Aim A. Name every column of the table laid out in the thread below.

Extracted text.
▼

1

I have a table:

URL | last_crawled | worker_id | worker_assign_date

The url is obviously any url. The last_crawled is a date field that stores when the field was last crawled. Worker ID is a id for a worker that is currently assigned to this URL. And the worker_assign_date is when the URL was assigned to a crawler. This is so that if worker X takes too long to crawl a URL, I will just assign the URL back to another worker.

My question is, seeing as I will be sorting by worker_assign_date a lot and last_crawled a lot, what should that type be?

First priority is speed, which sorts faster? Int or DateTime?

Second priority is size. Does an int take up less space than DateTime or more?

Please note: The internet has roughly 5 billion pages. This database is to hold all 5 million URLs and make updates etc. I will use InnoDB so I can lock single rows only.

UPDATE

A unix timestamp, that will "work" until 2099, would be 4099770061, so storing it as INT(10) would be more than sufficient. According to the mysql documentation, that would take up 4 bytes. A datetime field will take up 8 bytes. So, it seems that timestamps are at least smaller. Is that true?

Also, the last question then remains, which is faster during a sort? Is there any difference?

rockstardev
  • 13,479
  • 39
  • 164
  • 296
  • Hey @coderama, I'd highly recommend datetime. The DBAs at my company recommend it and we maintain a large mySQL stack. Also, please refer to this stackoverflow article : http://stackoverflow.com/questions/12617347/when-do-we-chose-datetime-over-timestamp – Mark Madej Nov 07 '14 at 05:51
  • Thanks, but based on what grounds. I won't be using any date functions. It is PURELY for ordering. I have established datetime is bigger, but is it slower or faster? And if I don't need to use all the extra mysql functions, why would I use the bigger and slower of the two? – rockstardev Nov 07 '14 at 06:10
  • If it's only for ordering, I agree int would be better. However, you may also want to consider what your database will be used for in the future. You may not need date functions now, but inevitably your data store will grow bigger and you'll want to report on that data. It will be a lot easier if you can leverage mySQL's date functions in that case. – Mark Madej Nov 07 '14 at 06:12
  • I think that's especially true if you're building some kind of web crawler. One database row for one URL is going to add up FAST. – Mark Madej Nov 07 '14 at 06:13
  • Awesome. any idea which will sort by faster? I think the int, because it is smaller, but perhaps there is some benefit with date_time's i'm not aware of? – rockstardev Nov 07 '14 at 06:24

2 Answers2

3

I found an article that addresses your exact question. Int is significantly faster. This thread has a guy that ran performance tests that are hugely in favor of int over datetime.

▲

Aim B. Gather each line of the entries below that contains the string "weathered", treating uppercase and lowercase as distinct.

Raw records.

▼

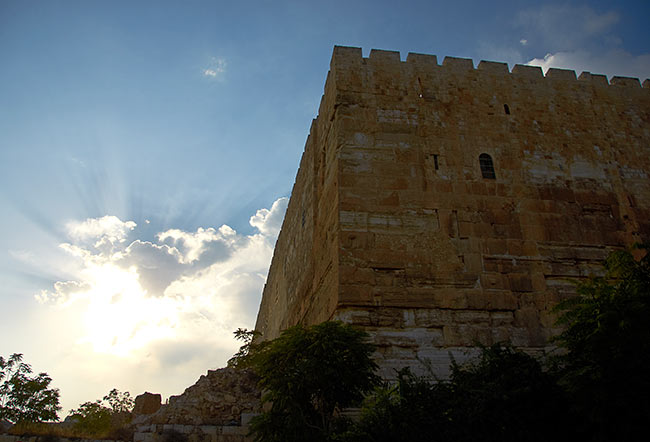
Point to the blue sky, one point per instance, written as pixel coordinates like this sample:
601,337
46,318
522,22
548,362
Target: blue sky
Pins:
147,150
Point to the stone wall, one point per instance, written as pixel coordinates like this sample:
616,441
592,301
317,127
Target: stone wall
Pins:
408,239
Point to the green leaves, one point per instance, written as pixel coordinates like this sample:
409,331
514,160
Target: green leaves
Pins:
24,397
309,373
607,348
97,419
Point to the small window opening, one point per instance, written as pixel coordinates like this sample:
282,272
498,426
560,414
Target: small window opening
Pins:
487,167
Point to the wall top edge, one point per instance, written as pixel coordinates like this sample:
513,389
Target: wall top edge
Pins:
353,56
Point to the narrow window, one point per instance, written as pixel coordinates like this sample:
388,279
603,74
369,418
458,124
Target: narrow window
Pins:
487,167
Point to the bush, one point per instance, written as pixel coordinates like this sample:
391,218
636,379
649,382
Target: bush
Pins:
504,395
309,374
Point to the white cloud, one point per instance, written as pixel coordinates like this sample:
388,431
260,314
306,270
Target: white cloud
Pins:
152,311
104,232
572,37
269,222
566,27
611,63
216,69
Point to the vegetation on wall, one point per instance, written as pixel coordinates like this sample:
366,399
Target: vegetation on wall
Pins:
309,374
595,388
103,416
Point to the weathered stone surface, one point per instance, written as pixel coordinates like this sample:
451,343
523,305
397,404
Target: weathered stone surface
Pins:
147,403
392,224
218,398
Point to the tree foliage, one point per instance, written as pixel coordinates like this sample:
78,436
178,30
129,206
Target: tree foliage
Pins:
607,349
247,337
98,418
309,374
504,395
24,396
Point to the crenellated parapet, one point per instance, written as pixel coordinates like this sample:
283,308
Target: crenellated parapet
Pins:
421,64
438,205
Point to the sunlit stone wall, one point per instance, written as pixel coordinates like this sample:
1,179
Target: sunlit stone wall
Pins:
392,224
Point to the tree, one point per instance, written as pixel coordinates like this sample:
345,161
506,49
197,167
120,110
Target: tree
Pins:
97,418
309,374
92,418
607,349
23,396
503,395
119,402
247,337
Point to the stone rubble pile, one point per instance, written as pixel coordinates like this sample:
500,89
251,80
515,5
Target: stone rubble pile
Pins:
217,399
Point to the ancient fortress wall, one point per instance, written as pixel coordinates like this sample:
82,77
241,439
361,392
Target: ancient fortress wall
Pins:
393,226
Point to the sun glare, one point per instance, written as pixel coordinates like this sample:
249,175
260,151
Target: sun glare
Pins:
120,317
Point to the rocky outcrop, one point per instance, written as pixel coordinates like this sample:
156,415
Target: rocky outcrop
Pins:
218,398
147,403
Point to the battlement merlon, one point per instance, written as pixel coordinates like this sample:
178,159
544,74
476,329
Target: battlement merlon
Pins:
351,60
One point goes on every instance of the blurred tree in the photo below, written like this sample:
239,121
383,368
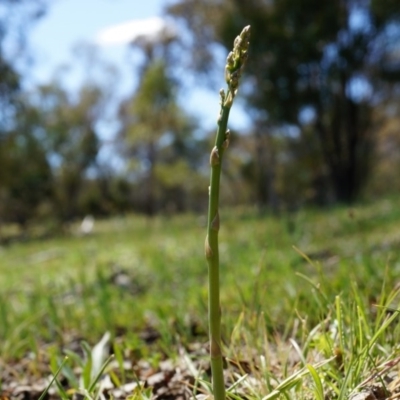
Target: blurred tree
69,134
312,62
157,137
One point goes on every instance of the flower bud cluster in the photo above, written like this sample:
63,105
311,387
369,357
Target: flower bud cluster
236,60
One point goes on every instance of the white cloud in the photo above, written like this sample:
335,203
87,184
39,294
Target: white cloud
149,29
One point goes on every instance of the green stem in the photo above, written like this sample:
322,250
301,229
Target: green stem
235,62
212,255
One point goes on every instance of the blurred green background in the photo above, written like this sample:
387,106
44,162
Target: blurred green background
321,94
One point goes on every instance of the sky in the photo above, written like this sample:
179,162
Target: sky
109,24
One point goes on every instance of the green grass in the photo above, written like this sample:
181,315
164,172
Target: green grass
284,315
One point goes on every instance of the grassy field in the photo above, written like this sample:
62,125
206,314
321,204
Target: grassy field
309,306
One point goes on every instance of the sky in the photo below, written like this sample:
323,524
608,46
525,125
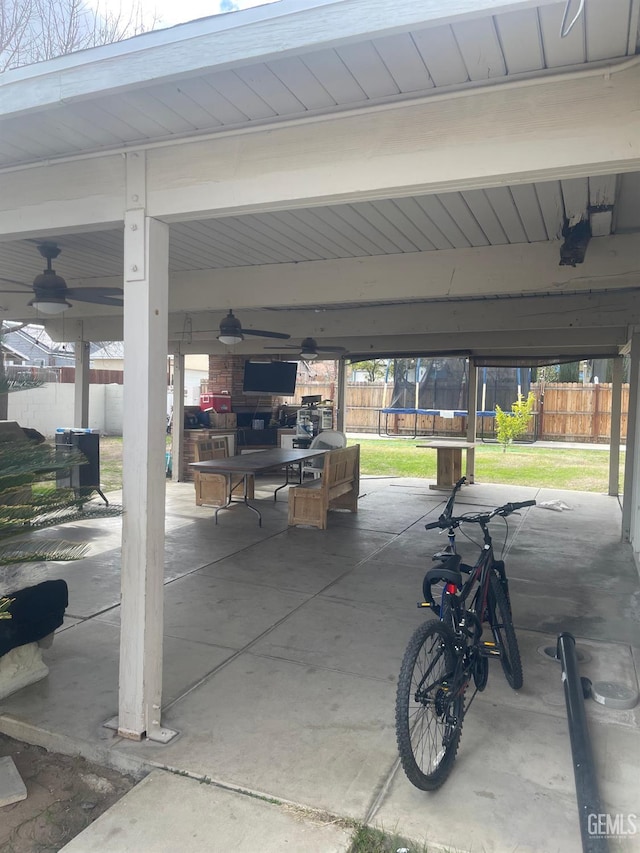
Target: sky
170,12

▲

Exercise solution A. URL, last_crawled, worker_id, worker_assign_date

Exercise solution B.
Point to the weathered stone surface, one point per instance, written as pixel coordinates like this sample:
Target: weathered stone surface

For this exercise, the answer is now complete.